• [TEKST ŹRÓDŁOWY]
☆ ☆ ☆ ☆ ☆ ☆ ☆
Denko, maj 2023r.!

02 czerwca 2023


Dzień dobry! Dzień dobry! Co tam u Was słychać? Mamy czerwiec, nowy miesiąc i już lato czuć w powietrzu coraz bardziej! Co jest super, bo i naprawdę dużo łatwiej jest teraz ogarniać dzieci, kiedy trzeba je ubierać w miliony warstw. No i super! Przed nami najciekawsze 3 miesiące dla mnie, ale o tym będę mówić jeszcze soon. 
A dzisiaj mam dla Was denko! Co prawda zużycia same w sobie są marne i niewiele produktów zdenkowałam, ale bardzo dużo produktów oddałam koleżankom i rodzince, z czego jestem mega zadowolona. I mam nadzieję, że nie tylko ja, ale już sporo rzeczy miałam zdublowanych i w ogóle dużo produktów, których sama bym nie była w stanie zużyć, więc super! 
A więc zapraszam! 


Ulubieńcy, czyli produkty regularnie u mnie denkowane. Tym razem, mamy Garnier, Hyalurinic Aloe Toner, tonik do twarzy, który naprawdę u mnie się świetnie sprawdza. Fajnie oczyszcza, odświeża i tonizuje buzię, super! Dalej mamy Tisane, balsam do ust, który ja uwielbiam, ale moja córka się do niego dorwała i wydłubała mi cały, ale jest naprawdę świetny. Tak samo, jak i Alouette, nawilżany papier toaletowy, który u mnie się sprawdza zawsze i wszędzie. No i na koniec, coś od czego zawsze zaczynam, BeBeauty waciki kosmetyczne, które nie mają sobie równych. One są zdecydowanie najlepsze ze wszystkich. 


  • Party Smart, suplement diety - wiecie co, mając dzieci nie możemy sobie pozwolić ostatnio na jakąś szaloną imprezę, jednak teraz musimy trzymać fason. Ale ostatnio zdarzyło się, że ta tabletka przydała się mojemu mężowi i och! Muszę zrobić zapas tego suplementu, naprawdę działanie ma rewelacyjne. 
  • Uzdrovisco, fitodozujący krem do twarzy - i tutaj krem, do którego na początku byłam bardzo sceptycznie nastawiona, zapach ma dość męski, no i u mnie był trochę przeterminowany już, ale używałam i muszę przyznać, że wow! Po pierwsze jest turbo wydajny, szok! No i działanie ma naprawdę super! 
  • Artego, thermo shimmer dwufazowy termoochronny spray do włosów - produkt do stylizacji, ochrona przed wysoką temperaturą, czyli produkt, który jest na maksa u mnie przydatny, bo suszę włosy regularnie, bo przy dzieciach wolę mieć suche i od razu związane włosy. No i ten produkt bardzo super się sprawdza, ujarzmia włosy, sprawia, że nie są aż tak zniszczone


  • Natur, olej rycynowy - ten olejek sprawdził się u mnie bardzo średnio, strasznie się lepił, kleił i bardziej oblepiał włosy niż w nie wnikał. Zdecydowanie musiałam wspomagać się jakimś podkładem, maską lub aloesem. Nie był zły, bo jednak włosy były w fajniejszym stanie niż przed użyciem, ale samo stosowanie nie było zbyt przyjemne.
☆ ☆ ☆ ☆ ☆ ☆ ☆
• [POLECENIE] Podaj wszystkie marki, które tekst o majowym denku wymienia wśród ulubieńców, czyli produktów regularnie denkowanych. Wiersze nie mają tu żadnego znaczenia.

• [WYBRANE DANE]
☆ ☆ ☆ ☆ ☆ ☆ ☆
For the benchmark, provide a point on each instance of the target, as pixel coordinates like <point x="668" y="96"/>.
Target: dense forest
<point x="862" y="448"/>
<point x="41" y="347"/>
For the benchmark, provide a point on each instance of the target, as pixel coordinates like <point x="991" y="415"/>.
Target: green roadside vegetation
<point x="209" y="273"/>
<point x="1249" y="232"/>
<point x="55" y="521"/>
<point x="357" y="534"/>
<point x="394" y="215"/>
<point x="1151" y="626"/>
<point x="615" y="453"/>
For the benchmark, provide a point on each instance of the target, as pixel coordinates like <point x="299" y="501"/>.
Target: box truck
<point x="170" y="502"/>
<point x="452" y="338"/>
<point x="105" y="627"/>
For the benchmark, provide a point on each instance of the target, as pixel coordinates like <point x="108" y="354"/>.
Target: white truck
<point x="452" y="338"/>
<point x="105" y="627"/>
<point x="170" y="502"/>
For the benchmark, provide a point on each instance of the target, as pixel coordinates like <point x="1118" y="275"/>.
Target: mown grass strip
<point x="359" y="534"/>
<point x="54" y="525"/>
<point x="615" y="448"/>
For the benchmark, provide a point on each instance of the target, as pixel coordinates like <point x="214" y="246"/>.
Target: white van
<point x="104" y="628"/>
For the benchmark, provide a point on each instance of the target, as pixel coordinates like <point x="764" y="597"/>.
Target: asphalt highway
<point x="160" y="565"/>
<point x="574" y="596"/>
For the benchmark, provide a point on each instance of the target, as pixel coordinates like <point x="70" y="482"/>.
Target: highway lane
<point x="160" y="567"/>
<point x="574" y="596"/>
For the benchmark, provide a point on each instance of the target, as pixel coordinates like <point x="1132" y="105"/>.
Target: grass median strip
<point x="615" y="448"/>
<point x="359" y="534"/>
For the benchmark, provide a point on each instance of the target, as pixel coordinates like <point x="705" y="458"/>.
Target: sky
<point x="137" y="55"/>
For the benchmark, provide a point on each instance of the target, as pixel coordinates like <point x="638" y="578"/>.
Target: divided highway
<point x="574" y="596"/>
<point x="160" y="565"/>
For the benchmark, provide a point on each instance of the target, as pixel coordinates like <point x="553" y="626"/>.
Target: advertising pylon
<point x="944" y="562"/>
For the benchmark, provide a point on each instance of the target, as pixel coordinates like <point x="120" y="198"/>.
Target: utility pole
☆ ☆ ☆ ☆ ☆ ☆ ☆
• [WYNIK] Garnier, Tisane, Alouette, BeBeauty